• [Problem to work on] Resume the passage below on the ESG themes an investment firm is watching in 2023, carrying it on from its final sentence.

• [Selected passage]
===

As the world continues to emerge from Covid-19 lockdowns, the cracks in economies and societies, as well as the flaws in environmental ambitions, are starting to present themselves. This year, the debt legacy from the pandemic continues to limit governments’ capacities to support societies through difficult times. As such, we are more likely to see an increase in interventions, along with private businesses are also expected to play a bigger role in tackling critical issues from the various climate challenges, biodiversity threats, and rising living costs.
Investors are also increasingly being asked to have a view on how Environmental, Social, and Governance (ESG) align with their investment values. As such, some themes that we at Kimin Tanoto are paying particular attention to in 2023 include:
Climate change is an unavoidable question. All investors are exposed to the impact, not just of global warming and environmental damage, but also of political and economic action to tackle their causes. Hence, investors must ensure that any exposures to these risks are carefully considered and managed alongside securing opportunities in solutions to the climate challenge.

===

• [Material shown]
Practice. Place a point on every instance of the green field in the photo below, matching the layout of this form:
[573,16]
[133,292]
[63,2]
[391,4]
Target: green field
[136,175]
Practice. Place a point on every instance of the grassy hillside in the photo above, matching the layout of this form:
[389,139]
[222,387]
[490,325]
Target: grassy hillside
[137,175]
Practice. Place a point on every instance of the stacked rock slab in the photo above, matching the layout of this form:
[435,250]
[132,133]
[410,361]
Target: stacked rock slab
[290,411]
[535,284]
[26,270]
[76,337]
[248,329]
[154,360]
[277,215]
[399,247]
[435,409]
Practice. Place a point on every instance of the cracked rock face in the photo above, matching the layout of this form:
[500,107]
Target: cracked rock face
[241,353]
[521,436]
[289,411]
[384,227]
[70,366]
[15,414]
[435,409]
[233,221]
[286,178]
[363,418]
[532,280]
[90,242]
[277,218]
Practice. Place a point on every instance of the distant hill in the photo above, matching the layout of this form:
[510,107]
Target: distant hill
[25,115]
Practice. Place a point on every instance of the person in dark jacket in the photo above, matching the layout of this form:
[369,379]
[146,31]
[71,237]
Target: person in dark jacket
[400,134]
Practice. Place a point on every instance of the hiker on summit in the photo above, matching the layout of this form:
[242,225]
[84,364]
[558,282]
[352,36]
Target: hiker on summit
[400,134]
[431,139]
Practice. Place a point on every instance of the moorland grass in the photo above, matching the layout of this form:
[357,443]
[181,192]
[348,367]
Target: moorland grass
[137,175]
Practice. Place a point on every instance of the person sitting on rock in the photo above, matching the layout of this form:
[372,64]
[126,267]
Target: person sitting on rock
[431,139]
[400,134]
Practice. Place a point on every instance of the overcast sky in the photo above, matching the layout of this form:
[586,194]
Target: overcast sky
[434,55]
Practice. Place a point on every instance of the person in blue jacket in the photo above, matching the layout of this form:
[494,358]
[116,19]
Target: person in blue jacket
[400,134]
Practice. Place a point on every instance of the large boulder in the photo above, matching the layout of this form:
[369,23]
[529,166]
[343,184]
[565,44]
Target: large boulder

===

• [Output of the exercise]
While a loss and damage fund was established, the COP27 climate summit in Egypt did little to cement the global commitments to action. Instead, more attention will turn to COP28 in the UAE later this year.
At Kimin Tanoto, we are committed to transitioning toward net-zero emissions for all the industrial and manufacturing businesses under us. However, setting a target is the easy part. Decarbonising and embarking on a net-zero journey is critically important to the value we will create for our clients. As such, our focus has been on using our voice and influence to engage companies and push them to lay out transition plans. Hence, we will be intensifying these efforts in the year ahead.
Biodiversity is the rich tapestry of life on Earth, depicting the complex ways living and non-living entities such as soil and rocks interact to create the natural environment. With global warming, nature is now in a crisis as a direct consequence of our human activity. We expect biodiversity loss to emerge as the second most important sustainability issue after climate change. There is rising investor awareness that biodiversity loss poses a financial material risk, particularly for sectors like food and agriculture and healthcare. Thus, we expect increased client pressure on asset management managers to act upon biodiversity loss. Simply put, many investors would make biodiversity a core strategy in the upcoming years. This would include using biodiversity metrics and targets in company analysis, engaging with companies to tackle biodiversity risks, and even voting on nature-related resolutions wherever possible.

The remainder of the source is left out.